Owen to United Shows Hard Lesson for the Premier League Elite

02 July 2009

Not much in football surprises me. Reading reports that Michael Owen is set to complete a move to Manchester United, however, did.

For Michael Owen, this is a great move. At 29, this was his last chance to make an impact in any top flight. It also gives him an opportunity to prove to Fabio Capello that he is still worthy of the Three Lions shirt. With Rooney at the club, it would be a good way to show that the partnership can work. My guess would be Owen up top with Rooney in behind. To make matters better for Owen, it ends all the talk of him going to either Stoke City or Hull City. While Aston Villa and Everton had a shout of picking up the player, I don't think the pay packet would still have suited Owen (despite the pay cut he's taking to play at Manchester United).

> Supplied entries:
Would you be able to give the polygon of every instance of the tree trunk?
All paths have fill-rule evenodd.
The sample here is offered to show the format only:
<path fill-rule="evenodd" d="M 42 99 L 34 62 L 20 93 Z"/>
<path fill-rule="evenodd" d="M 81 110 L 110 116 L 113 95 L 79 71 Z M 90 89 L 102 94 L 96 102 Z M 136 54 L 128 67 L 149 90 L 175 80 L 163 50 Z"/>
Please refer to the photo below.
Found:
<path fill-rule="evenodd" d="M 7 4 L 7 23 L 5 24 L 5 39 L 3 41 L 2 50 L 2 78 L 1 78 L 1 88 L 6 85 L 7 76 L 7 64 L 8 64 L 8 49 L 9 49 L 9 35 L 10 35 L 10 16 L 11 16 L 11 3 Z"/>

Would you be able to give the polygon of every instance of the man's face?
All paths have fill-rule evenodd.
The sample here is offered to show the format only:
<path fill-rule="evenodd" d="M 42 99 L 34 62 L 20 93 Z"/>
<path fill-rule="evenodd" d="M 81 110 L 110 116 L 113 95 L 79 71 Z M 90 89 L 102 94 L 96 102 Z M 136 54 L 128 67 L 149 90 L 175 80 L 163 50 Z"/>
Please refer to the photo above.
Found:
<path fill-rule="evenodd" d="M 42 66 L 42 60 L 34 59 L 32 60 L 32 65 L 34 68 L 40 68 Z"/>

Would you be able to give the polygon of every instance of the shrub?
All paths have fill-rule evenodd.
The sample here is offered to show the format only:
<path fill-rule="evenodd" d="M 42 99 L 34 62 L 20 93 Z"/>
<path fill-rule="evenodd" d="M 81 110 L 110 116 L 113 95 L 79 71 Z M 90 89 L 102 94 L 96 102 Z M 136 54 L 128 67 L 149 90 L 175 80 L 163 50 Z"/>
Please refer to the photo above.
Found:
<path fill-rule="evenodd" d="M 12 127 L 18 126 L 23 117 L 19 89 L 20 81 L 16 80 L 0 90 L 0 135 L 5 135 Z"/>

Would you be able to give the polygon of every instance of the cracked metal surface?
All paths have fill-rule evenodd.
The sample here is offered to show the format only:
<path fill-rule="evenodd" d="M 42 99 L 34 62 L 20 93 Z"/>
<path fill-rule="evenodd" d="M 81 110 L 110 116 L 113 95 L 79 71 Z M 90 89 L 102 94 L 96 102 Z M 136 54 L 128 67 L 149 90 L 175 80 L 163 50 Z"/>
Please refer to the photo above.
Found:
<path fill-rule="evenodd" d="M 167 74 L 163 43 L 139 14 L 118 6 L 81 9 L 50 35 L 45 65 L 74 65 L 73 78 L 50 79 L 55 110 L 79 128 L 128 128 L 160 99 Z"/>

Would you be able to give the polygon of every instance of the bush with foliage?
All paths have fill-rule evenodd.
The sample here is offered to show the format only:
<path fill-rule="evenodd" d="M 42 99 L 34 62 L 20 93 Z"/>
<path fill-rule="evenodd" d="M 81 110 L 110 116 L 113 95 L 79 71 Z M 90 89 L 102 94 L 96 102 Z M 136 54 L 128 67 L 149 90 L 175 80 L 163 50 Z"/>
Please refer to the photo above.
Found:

> Exercise requirements:
- a) Turn the paragraph of the Owen article that begins "For Michael Owen, this is a great move" into a brief bulleted list, keeping its main facts.
- b) Answer these questions using the Owen article:
(i) What date does it carry?
(ii) What reports surprised the writer?
(iii) How old is Owen, according to the writer?
- c) Extend the Owen article by writing the next part.
The rows are separate material and have nothing to do with the Owen article.

> Results of the exercise:
- a)
- The move is great for Owen, who at 29 had his last chance to make an impact in any top flight.
- It lets him show Fabio Capello he still deserves the Three Lions shirt.
- With Rooney at the club, he can show their partnership works; the writer guesses Owen up top with Rooney behind.
- It ends the talk of Owen going to Stoke City or Hull City.
- Aston Villa and Everton had a shout at signing him, but the writer doubts their pay would have suited him, even with the pay cut he is taking at Manchester United.

- b)
(i) 02 July 2009
(ii) Reports that Michael Owen was set to complete a move to Manchester United
(iii) 29

- c)
For Manchester United, this move almost reads of desperation. Not 48 hours ago, they were linked to Karim Benzema. Today they are picking apart the dead carcass of Newcastle United. Granted Michael Owen is still a highly competent player, but the time spent out injured of late has to raise some red flag. Yes when healthy, Owen still scores on average every other game. That's the problem though; there is no recent history that shows that Michael Owen can stay healthy over the course of the season. Make no mistakes about it, despite the relatively small price tag (free transfer and reportedly incentive based contract), this is a gamble of the highest sorts.

On a whole however, this should send a loud and clear message to the Premier League elite. That message: just because it's England and just because it's the Premier League, don't expect to see too many elite players sign this summer and for many more summers to come. Yes, I know that is a bitter pill to swallow for many who follow the English game, but it's the frank truth. While the economy is bad everywhere, the final nail in the coffin happened earlier this year when the British House of Commons, in effect, cut footballer's salaries in half. It's what has Arshavin unhappy with Arsenal. It's also going to make it very difficult for players to make England a first choice destination for top foreign talent.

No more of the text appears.